### Entries supplied ###
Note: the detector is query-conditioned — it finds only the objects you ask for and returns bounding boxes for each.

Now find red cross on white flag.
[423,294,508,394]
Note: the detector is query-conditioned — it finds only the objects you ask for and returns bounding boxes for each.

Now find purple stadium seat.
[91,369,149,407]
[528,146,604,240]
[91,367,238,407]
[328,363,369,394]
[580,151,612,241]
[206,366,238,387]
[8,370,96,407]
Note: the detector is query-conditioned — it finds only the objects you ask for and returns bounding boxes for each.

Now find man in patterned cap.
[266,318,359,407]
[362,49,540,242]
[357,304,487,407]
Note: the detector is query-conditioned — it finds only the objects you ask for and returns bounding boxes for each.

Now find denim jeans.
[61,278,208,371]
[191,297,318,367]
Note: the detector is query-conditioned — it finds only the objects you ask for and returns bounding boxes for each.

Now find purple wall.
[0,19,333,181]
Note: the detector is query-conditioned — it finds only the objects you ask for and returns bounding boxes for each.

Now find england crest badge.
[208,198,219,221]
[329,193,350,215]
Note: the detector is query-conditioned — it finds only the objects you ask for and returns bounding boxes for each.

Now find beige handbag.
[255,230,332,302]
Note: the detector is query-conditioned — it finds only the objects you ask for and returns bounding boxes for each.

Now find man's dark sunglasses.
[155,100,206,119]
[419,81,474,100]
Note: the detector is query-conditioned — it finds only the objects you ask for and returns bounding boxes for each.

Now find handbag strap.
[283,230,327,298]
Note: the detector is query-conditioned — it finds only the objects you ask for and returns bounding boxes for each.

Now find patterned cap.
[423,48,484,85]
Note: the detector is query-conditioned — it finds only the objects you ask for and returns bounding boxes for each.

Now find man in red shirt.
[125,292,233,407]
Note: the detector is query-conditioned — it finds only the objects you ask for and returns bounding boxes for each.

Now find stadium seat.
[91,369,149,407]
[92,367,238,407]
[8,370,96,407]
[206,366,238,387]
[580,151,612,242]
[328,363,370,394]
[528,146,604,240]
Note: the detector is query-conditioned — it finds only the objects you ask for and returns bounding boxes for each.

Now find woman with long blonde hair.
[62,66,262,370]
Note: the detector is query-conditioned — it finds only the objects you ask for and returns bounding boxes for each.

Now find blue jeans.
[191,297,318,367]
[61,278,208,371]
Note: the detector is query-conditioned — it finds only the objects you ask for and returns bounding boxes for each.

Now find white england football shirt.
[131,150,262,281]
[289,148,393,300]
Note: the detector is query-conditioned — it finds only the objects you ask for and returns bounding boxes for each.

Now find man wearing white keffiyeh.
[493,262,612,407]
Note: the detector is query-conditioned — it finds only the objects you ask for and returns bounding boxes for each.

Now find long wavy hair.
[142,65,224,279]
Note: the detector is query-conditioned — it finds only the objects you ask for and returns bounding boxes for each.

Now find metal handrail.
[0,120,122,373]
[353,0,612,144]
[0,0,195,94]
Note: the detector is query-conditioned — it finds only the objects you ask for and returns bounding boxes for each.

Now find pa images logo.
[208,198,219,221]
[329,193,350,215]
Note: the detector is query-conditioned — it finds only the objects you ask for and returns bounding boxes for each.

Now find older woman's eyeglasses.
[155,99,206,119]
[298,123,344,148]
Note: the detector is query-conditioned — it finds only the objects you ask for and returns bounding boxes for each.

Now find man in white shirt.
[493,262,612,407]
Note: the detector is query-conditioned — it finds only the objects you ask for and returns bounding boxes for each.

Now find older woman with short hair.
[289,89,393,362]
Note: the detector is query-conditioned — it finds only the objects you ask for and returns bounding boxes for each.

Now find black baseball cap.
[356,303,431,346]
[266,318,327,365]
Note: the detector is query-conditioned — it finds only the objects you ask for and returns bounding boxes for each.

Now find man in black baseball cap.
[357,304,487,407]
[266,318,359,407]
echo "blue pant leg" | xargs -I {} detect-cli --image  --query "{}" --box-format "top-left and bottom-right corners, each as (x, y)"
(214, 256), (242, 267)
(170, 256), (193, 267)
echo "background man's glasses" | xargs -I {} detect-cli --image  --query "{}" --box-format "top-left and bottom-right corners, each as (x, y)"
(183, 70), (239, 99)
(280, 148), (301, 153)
###
### Entries supplied ###
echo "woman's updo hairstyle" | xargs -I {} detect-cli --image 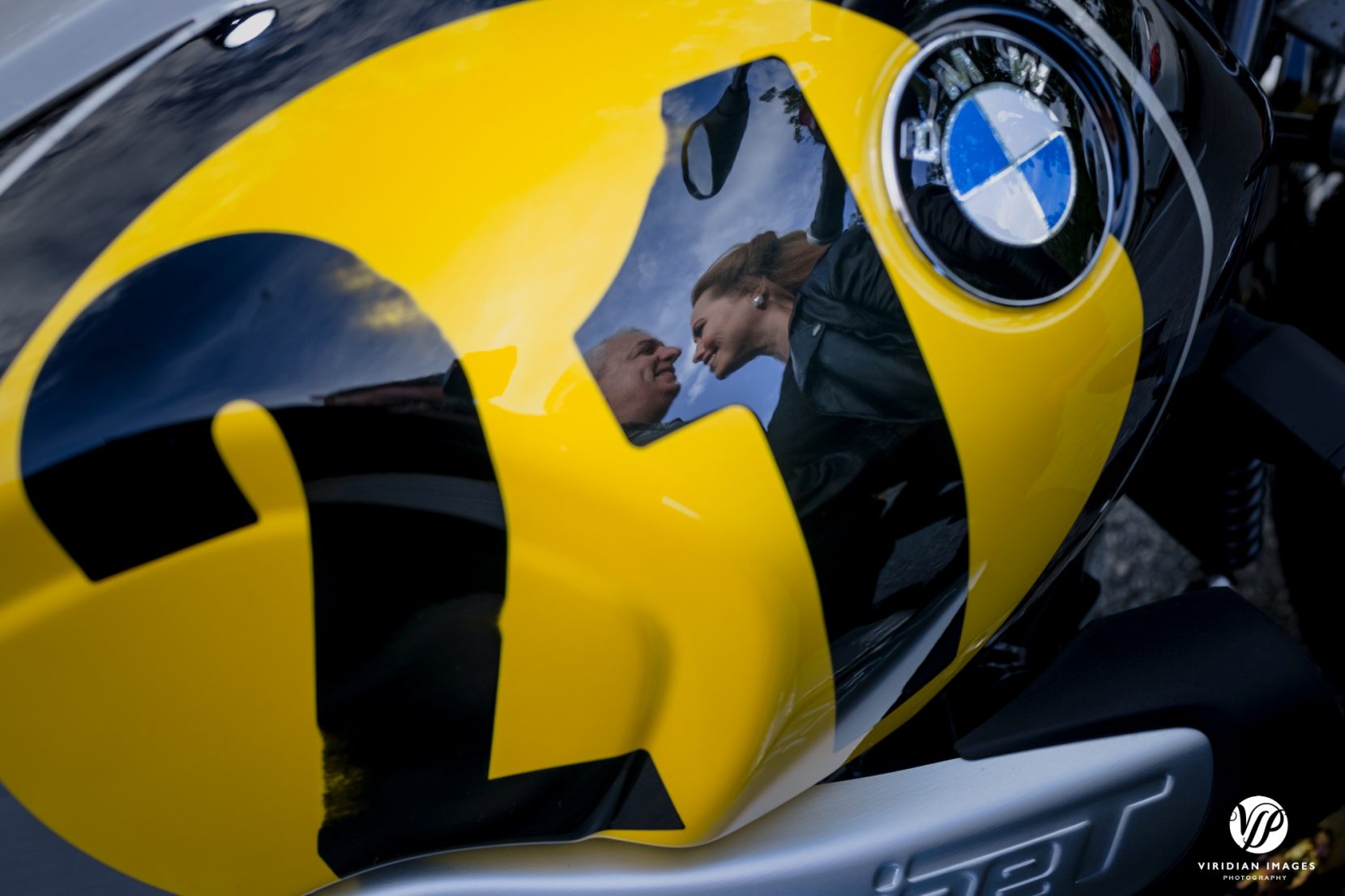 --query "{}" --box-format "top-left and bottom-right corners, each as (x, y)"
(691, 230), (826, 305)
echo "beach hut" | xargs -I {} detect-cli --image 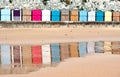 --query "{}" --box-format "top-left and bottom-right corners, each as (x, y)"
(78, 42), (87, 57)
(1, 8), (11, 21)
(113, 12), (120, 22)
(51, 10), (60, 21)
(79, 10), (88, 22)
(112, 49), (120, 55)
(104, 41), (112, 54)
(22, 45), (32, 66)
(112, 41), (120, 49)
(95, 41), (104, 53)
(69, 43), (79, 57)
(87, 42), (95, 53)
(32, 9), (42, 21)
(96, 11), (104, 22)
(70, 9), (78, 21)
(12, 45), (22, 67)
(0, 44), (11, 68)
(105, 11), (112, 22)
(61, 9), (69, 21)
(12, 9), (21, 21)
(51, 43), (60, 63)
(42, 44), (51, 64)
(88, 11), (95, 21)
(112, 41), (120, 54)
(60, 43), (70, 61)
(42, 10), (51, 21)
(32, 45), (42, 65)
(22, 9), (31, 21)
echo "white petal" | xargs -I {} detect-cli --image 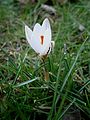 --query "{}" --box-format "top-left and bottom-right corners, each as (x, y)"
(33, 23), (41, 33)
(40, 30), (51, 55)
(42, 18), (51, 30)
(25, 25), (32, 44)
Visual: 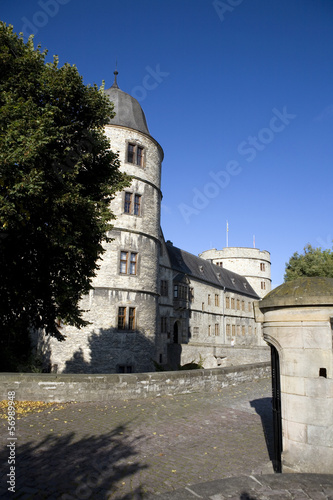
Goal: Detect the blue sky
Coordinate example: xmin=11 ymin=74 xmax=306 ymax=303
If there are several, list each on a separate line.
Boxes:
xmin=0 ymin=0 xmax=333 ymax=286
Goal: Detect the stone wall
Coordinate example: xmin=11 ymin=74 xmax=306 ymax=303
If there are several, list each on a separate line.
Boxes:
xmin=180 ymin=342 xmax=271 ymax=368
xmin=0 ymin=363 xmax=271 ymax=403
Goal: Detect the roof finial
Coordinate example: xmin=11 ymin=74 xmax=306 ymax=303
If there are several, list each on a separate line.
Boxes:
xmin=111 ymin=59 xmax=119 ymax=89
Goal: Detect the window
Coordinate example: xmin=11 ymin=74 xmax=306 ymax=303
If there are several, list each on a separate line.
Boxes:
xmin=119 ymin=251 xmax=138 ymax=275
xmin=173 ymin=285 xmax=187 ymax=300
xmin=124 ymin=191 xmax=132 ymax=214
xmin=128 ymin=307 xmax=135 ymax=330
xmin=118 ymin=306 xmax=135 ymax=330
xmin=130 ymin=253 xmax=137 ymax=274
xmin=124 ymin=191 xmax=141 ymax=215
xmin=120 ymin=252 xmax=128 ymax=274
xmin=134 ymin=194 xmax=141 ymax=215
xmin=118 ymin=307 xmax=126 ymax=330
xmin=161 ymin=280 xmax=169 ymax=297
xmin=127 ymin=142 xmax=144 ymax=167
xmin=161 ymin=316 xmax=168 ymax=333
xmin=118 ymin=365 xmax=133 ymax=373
###
* **The problem**: List every line of the records above that contains the word "jeans", treating uppercase and lowercase as distinct.

* **Correct output**:
Now find denim jeans.
Now find blue jeans.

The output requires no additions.